Aufgaben:
1. Schreib die Zeilen aller Datensätze zu einer nummerierten Liste um und lass dabei die Leerzeilen weg.
2. Setz bitte den Auszug über Boris Herrmann bei der Vendée Globe nach seinem letzten Satz fort.

Textauszug:
----
26. November 2020: Gut zwei Wochen nach dem Start muss Boris Herrmann eine erste Bewährungsprobe bestehen und in seinen 29 Meter hohen Mast klettern. Für Herrmann, der unter Höhenangst leidet, ein absoluter Horror. „Wenn ich im Hafen nach oben gehe, dann versuche ich nicht nach unten zu schauen, schnappe ein paarmal nach Luft und überwinde meine Höhenangst“, sagt Herrmann nach dem Rennen im Interview mit Bundespräsident Frank-Walter Steinmeier. Auf dem schwankenden Schiff und dazu noch ganz allein, das habe ihn große Überwindung gekostet.
„Aber ich musste hoch, weil ein Segel sich verhakt hatte.“ Der Verschlussmechanismus sei von Salz verkrustet gewesen, sodass die Mechanik sich nicht mehr gelöst habe. Herrmann ist auf dem Weg ins Südmeer, außerdem ist das größte Segel betroffen. „Das musste runter, bevor ich meine Reise fortsetzen konnte in die rauen Gewässer.“ Zum Glück herrschen an diesem Tag gute Bedingungen.
Dennoch, das Boot fährt auch in langsamer Fahrt noch gegen die Wellen an und macht seine Bewegungen in der Welle, die im Masttop unendlich viel stärker sind. Der Hamburger wird später berichten, dass er diese Situation oft geübt habe, unter anderem mit Bergsteigern. Er habe die entsprechende Ausrüstung an Bord gehabt, mit Protektoren und einem Helm. „Daher hat auch alles am Ende gut geklappt, es war nur eine riesige Überwindung.“
30. November 2020: Boris Herrmann erlebt an diesem Tag hautnah mit, wie gefährlich die Vendée Globe sein kann. Konkurrent Kevin Escoffier gerät rund 800 Meilen südlich von Kapstadt in Seenot, als sein Schiff, die „PRB“, einfach auseinanderbricht und sinkt. Herrmann liegt im Feld hinter ihm und wird von der Regattaleitung sofort zusammen mit Yannick Bestaven („Maitre Coq“), Sebastien Simon („Arkea Paprec“) und Jean Le Cam („Yes we Cam“) umgeleitet, um sich auf die Suche nach dem Schiffbrüchigen zu begeben. Escoffier wird Stunden später von dem ältesten Teilnehmer im Feld, dem 61-jährigen Le Cam, aus dem Wasser gefischt.
----
Zu bearbeitende Datensätze:
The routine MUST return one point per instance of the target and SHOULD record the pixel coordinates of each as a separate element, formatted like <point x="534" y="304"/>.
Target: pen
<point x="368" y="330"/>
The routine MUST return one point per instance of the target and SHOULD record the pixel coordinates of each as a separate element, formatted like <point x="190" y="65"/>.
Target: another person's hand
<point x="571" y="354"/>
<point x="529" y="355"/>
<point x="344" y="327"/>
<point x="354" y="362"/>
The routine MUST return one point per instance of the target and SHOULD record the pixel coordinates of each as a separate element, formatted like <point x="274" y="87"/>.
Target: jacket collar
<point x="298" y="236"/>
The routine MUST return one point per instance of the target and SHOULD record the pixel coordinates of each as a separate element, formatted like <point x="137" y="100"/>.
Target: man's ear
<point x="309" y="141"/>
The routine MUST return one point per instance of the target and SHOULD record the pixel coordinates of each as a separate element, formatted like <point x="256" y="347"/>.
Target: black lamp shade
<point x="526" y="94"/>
----
Lösungen:
1.
1. The routine MUST return one point per instance of the target and SHOULD record the pixel coordinates of each as a separate element, formatted like <point x="534" y="304"/>.
2. Target: pen
3. <point x="368" y="330"/>
4. The routine MUST return one point per instance of the target and SHOULD record the pixel coordinates of each as a separate element, formatted like <point x="190" y="65"/>.
5. Target: another person's hand
6. <point x="571" y="354"/>
7. <point x="529" y="355"/>
8. <point x="344" y="327"/>
9. <point x="354" y="362"/>
10. The routine MUST return one point per instance of the target and SHOULD record the pixel coordinates of each as a separate element, formatted like <point x="274" y="87"/>.
11. Target: jacket collar
12. <point x="298" y="236"/>
13. The routine MUST return one point per instance of the target and SHOULD record the pixel coordinates of each as a separate element, formatted like <point x="137" y="100"/>.
14. Target: man's ear
15. <point x="309" y="141"/>
16. The routine MUST return one point per instance of the target and SHOULD record the pixel coordinates of each as a separate element, formatted like <point x="256" y="347"/>.
17. Target: black lamp shade
18. <point x="526" y="94"/>

2.
Herrmann berichtet am nächsten Tag über die aussichtslos erscheinende Suche nach dem Konkurrenten. „Ich war sehr konzentriert auf meine Aufgabe“, sagt er, noch sichtlich erschöpft. „Ich hatte einen Suchsektor abzusuchen.“ Die ganze Zone, die ihm zugeteilt worden war, hätte ihn 15 bis 20 Stunden gekostet. „Man wird sich in dem Moment bewusst, wie unglaublich groß das Suchfeld ist und was für eine Nadel im Heuhaufen wir suchen.“
Dennoch sei er sehr motiviert gewesen und habe versucht, in alle Richtungen zu schauen. „Gleichzeitig war klar, dass man das nicht zehn Stunden durchhalten würde, Ausschau zu halten. Es ist sehr, sehr kalt gewesen in der Nacht. Und hoher Seegang. Die Gischt kam über Deck. Irgendwie waren auch Grenzen gesetzt.“
Boris Herrmann lobt die Regattaleitung. „Es war toll zu sehen, dass die Regattaleitung alle Boote umgeleitet hat, sodass wir in einer Flotte gemeinsam suchen konnten“, sagt der Hamburger. „Und dass wir dem Glück so eine Chance geben konnten. Und dass wir das Glück hatten, dass Kevin gefunden werden konnte. Das ist eine große Erleichterung.“ Nun falle erst einmal die Anspannung der Nacht von ihm ab.
„Natürlich ist da auch eine gewisse Traurigkeit.“ Er fahre schon wieder sein normales Rennen weiter. „Aber ich bin im Kopf noch nicht wieder ganz dort, wo das Rennen ist. Aber das wird sicherlich bald kommen. Heute gebe ich mir ein wenig Zeit, die Sache sacken zu lassen.“ Herrmann berichtet später, dass er einige Tage gebraucht habe, dieses Erlebnis zu verarbeiten.
2. Dezember 2020: Boris Herrmann passiert nur zwei Tage nach der großen Rettungsaktion als fünfter Segler das Kap der Guten Hoffnung, das erste Kap auf der Route der drei Kaps, wie die Strecke auch genannt wird. 23 Tage und 15 Stunden nach dem Start in Frankreich erreicht er die Zwischenmarke, an der er etwa ein Drittel der Reise hinter sich hat.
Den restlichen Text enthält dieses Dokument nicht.